La Stampa 10.10.16
La cultura sessista nei college americani che porta alle molestie e arriva allo stupro
Secondo le statistiche almeno una ragazza su cinque subisce violenza sessuale nei quattro anni di studio nei campus statunitensi
di Gianni Riotta
«Finché
non succede a te… Mi dici che col tempo va meglio, che mi tirerò su, ma
dimmi che diavolo ne sai?»: i versi della ballata di Lady Gaga «Til it
happens to you» lamentano l’epidemia di molestie sessuali e stupri che
dilaga nei campus americani. Una rilevazione dell’Association of
American Universities stima che una studentessa su cinque abbia subito
nei quattro anni del college abusi, dalla violenza sessuale a contatti
non voluti, pressioni moleste on e off line, una durezza che le ragazze
non immaginavano lasciando le famiglie per l’università.

→ **Compito dell'esercizio 1**
Trascrivi i record dal loro inizio fino alla riga che contiene "[0,0,500,361]", compresa. Lascia fuori le immagini.

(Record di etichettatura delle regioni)
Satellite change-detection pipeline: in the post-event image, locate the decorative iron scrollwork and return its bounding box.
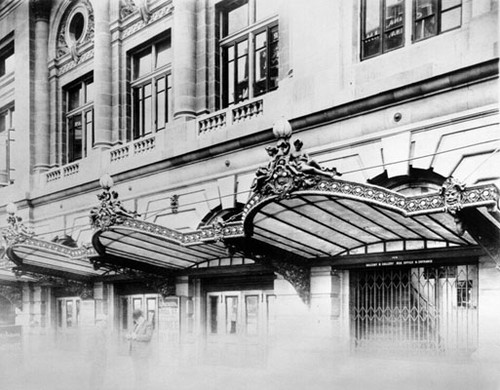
[12,266,94,299]
[0,203,34,250]
[224,239,311,304]
[0,285,23,309]
[90,176,140,231]
[440,176,465,235]
[252,120,341,198]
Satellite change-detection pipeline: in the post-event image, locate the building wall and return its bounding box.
[0,0,500,361]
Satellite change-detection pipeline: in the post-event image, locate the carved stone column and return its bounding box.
[172,0,196,119]
[31,0,51,172]
[92,0,113,148]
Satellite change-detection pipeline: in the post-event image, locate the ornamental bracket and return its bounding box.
[251,119,341,199]
[90,175,140,231]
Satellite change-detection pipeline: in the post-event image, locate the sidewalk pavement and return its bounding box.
[0,351,500,390]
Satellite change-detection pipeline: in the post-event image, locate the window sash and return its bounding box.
[413,0,462,42]
[132,73,172,139]
[361,0,405,59]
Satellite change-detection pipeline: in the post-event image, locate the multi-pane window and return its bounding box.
[131,35,172,139]
[0,107,14,186]
[0,42,15,77]
[219,0,279,107]
[361,0,404,59]
[413,0,462,41]
[64,76,95,163]
[361,0,462,59]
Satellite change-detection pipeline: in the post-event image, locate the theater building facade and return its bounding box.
[0,0,500,365]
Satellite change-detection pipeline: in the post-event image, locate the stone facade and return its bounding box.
[0,0,500,365]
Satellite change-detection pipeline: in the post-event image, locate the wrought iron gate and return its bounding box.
[351,265,478,355]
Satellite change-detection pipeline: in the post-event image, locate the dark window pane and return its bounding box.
[362,0,382,58]
[66,301,74,328]
[226,2,248,34]
[385,0,404,31]
[441,0,462,11]
[0,45,15,77]
[68,114,83,162]
[441,7,462,32]
[122,298,128,330]
[245,295,259,335]
[226,297,238,334]
[68,84,82,111]
[85,80,94,103]
[415,16,437,40]
[167,75,173,121]
[415,0,437,20]
[134,48,152,78]
[209,296,218,334]
[156,78,166,130]
[156,40,172,68]
[255,0,278,21]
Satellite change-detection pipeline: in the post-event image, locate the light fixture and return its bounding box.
[5,202,17,215]
[99,173,115,190]
[273,117,292,139]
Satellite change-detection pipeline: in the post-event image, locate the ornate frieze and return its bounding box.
[90,175,139,231]
[243,121,498,223]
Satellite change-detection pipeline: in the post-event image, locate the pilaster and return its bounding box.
[31,0,51,172]
[172,0,196,120]
[92,0,113,148]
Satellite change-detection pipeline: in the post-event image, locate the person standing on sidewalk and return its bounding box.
[126,309,153,390]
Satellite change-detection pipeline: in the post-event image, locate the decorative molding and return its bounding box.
[30,0,52,21]
[0,212,35,248]
[59,49,94,75]
[90,183,139,231]
[56,0,95,60]
[120,0,151,24]
[122,4,174,39]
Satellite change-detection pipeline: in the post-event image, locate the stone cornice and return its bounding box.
[24,59,498,206]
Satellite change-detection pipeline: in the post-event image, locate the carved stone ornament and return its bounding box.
[90,184,139,231]
[0,285,23,309]
[30,0,52,21]
[0,213,34,248]
[56,0,95,62]
[120,0,151,23]
[252,119,341,198]
[440,176,465,215]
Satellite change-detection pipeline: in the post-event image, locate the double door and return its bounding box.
[206,290,275,365]
[120,294,158,353]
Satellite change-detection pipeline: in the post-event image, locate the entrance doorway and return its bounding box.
[56,297,81,350]
[351,265,478,356]
[120,294,158,354]
[206,290,275,366]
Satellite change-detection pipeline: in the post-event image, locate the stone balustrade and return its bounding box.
[232,99,264,123]
[198,112,226,134]
[198,99,264,135]
[45,161,80,183]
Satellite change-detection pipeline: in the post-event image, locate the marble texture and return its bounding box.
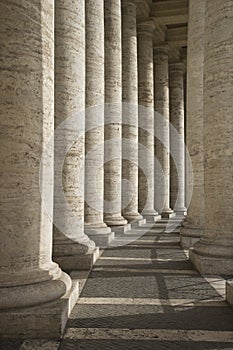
[181,0,205,248]
[169,62,187,217]
[85,0,113,246]
[190,0,233,275]
[53,0,96,270]
[137,21,158,220]
[121,0,142,223]
[0,0,74,338]
[104,0,127,227]
[154,44,174,218]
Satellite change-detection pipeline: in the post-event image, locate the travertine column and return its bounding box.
[138,21,158,220]
[122,0,142,222]
[53,0,95,270]
[181,0,205,248]
[190,0,233,275]
[0,0,71,338]
[169,62,187,217]
[85,0,113,245]
[154,45,174,218]
[104,0,127,230]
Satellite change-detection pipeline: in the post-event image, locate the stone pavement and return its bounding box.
[0,224,233,350]
[59,224,233,350]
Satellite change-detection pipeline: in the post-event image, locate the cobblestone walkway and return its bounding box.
[59,221,233,350]
[0,223,233,350]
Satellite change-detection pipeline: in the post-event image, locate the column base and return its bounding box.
[0,281,79,340]
[53,247,99,272]
[53,228,99,272]
[174,208,187,218]
[180,219,204,249]
[131,219,146,228]
[180,234,201,249]
[111,224,131,235]
[142,210,161,223]
[104,216,128,228]
[226,280,233,306]
[85,223,115,248]
[189,242,233,276]
[123,213,146,228]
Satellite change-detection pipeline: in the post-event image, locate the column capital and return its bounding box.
[137,19,155,37]
[169,62,185,74]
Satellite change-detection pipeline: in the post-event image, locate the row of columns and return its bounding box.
[0,0,186,337]
[181,0,233,304]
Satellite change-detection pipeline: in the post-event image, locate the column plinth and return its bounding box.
[154,45,175,219]
[138,21,160,221]
[169,62,187,218]
[0,0,78,338]
[180,0,205,248]
[190,0,233,275]
[85,0,114,246]
[121,0,143,223]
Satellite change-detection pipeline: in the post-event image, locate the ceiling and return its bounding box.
[137,0,188,60]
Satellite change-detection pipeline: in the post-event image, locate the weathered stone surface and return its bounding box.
[181,0,205,248]
[138,21,158,219]
[190,0,233,275]
[121,0,142,222]
[85,0,113,245]
[0,0,74,338]
[104,0,127,227]
[53,0,96,270]
[154,45,174,218]
[169,62,187,217]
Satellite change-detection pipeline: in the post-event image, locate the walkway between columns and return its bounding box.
[4,221,233,350]
[59,224,233,350]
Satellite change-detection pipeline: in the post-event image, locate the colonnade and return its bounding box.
[0,0,233,338]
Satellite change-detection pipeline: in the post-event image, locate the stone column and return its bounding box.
[0,0,75,338]
[154,45,175,218]
[180,0,205,248]
[169,62,187,217]
[85,0,113,246]
[190,0,233,275]
[138,21,158,221]
[53,0,95,270]
[122,0,142,222]
[104,0,127,232]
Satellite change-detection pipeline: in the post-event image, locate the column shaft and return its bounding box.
[190,0,233,275]
[122,0,142,222]
[104,0,127,230]
[53,0,95,270]
[154,46,174,218]
[169,63,187,217]
[181,0,205,248]
[138,22,158,220]
[85,0,112,245]
[0,0,71,338]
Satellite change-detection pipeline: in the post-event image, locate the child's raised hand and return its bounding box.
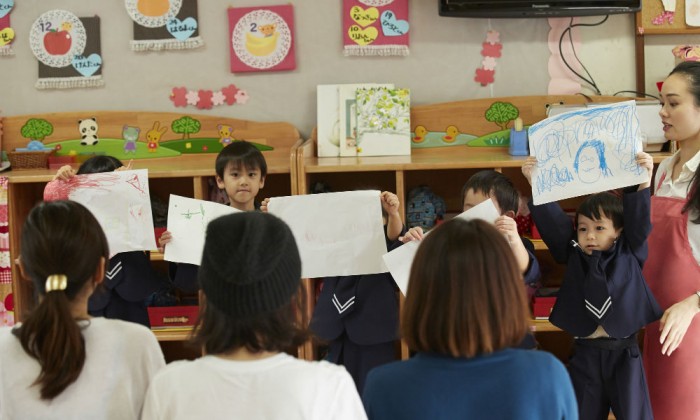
[636,152,654,191]
[260,198,270,213]
[53,165,75,181]
[399,226,423,243]
[494,216,520,243]
[379,191,399,215]
[522,156,537,185]
[158,230,173,252]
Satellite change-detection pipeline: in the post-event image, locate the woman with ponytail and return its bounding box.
[0,201,165,419]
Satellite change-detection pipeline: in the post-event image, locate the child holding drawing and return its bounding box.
[44,155,166,326]
[158,140,267,292]
[522,152,661,419]
[401,169,541,349]
[309,191,404,393]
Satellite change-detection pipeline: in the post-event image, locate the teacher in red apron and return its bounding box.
[643,62,700,420]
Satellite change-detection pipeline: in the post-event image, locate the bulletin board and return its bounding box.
[637,0,700,35]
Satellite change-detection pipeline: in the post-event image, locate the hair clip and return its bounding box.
[44,274,68,293]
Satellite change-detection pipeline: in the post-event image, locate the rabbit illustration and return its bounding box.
[146,121,168,153]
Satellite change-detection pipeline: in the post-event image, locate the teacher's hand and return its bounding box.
[659,294,700,356]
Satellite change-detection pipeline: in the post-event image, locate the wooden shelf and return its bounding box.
[530,319,562,333]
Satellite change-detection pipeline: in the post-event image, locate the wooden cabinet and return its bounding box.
[297,96,669,360]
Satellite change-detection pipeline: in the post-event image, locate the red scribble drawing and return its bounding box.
[44,173,121,201]
[129,206,143,219]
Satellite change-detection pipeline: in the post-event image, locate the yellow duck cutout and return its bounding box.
[442,125,459,143]
[245,24,280,57]
[413,125,428,143]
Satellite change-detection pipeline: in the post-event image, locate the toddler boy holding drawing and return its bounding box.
[522,152,662,419]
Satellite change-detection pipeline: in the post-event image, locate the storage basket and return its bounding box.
[7,149,55,170]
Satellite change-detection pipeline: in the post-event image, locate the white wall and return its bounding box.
[0,0,687,136]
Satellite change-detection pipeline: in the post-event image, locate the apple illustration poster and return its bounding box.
[228,4,296,73]
[126,0,204,51]
[29,10,104,89]
[343,0,409,56]
[0,0,15,56]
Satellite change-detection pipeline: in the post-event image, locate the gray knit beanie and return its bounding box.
[198,212,301,317]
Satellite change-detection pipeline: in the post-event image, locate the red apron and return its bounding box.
[644,196,700,420]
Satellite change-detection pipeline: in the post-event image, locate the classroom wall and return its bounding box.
[0,0,685,136]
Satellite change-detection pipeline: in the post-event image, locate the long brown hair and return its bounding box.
[669,61,700,224]
[401,219,528,357]
[15,201,109,400]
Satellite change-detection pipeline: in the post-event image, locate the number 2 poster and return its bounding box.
[228,4,296,73]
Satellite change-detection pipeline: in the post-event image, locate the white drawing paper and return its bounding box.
[383,200,499,296]
[528,101,648,205]
[268,191,387,278]
[163,194,240,265]
[63,169,157,257]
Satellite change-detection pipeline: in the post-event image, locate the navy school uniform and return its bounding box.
[309,227,406,394]
[88,251,165,327]
[517,236,542,349]
[528,187,662,419]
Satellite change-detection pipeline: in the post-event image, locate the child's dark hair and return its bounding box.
[462,169,520,214]
[77,155,124,175]
[576,192,624,229]
[14,201,109,400]
[190,292,310,354]
[214,140,267,179]
[668,61,700,224]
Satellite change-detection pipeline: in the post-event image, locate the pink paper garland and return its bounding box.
[170,85,250,109]
[474,30,503,86]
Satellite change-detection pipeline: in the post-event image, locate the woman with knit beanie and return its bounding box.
[142,212,366,420]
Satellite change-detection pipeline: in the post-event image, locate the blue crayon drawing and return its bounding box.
[574,140,612,184]
[528,101,646,204]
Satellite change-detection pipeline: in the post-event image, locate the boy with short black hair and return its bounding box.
[158,140,267,293]
[401,169,541,294]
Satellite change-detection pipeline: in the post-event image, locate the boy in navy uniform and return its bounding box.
[401,169,541,349]
[309,191,404,394]
[158,140,267,293]
[522,152,662,420]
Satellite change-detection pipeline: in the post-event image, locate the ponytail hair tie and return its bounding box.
[44,274,68,293]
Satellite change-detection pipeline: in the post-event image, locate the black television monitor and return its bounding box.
[438,0,642,18]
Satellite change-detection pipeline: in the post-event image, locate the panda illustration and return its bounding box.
[78,117,99,146]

→ **Compito dell'esercizio 2**
Riporta per favore, parola per parola, il passo dell'articolo sulla cultura sessista nei college americani da "La Stampa 10.10.16" fino a "famiglie per l’università.".

→ **Risposta completa 1**
Satellite change-detection pipeline: in the post-event image, locate the decorative iron scrollwork and return its bounding box.
[12,266,94,299]
[0,203,34,250]
[224,239,311,304]
[0,285,23,309]
[90,176,140,231]
[440,176,465,235]
[252,120,341,198]
Satellite change-detection pipeline: in the post-event image, locate the building wall and return its bounding box.
[0,0,500,361]

→ **Risposta completa 2**
La Stampa 10.10.16
La cultura sessista nei college americani che porta alle molestie e arriva allo stupro
Secondo le statistiche almeno una ragazza su cinque subisce violenza sessuale nei quattro anni di studio nei campus statunitensi
di Gianni Riotta
«Finché
non succede a te… Mi dici che col tempo va meglio, che mi tirerò su, ma
dimmi che diavolo ne sai?»: i versi della ballata di Lady Gaga «Til it
happens to you» lamentano l’epidemia di molestie sessuali e stupri che
dilaga nei campus americani. Una rilevazione dell’Association of
American Universities stima che una studentessa su cinque abbia subito
nei quattro anni del college abusi, dalla violenza sessuale a contatti
non voluti, pressioni moleste on e off line, una durezza che le ragazze
non immaginavano lasciando le famiglie per l’università.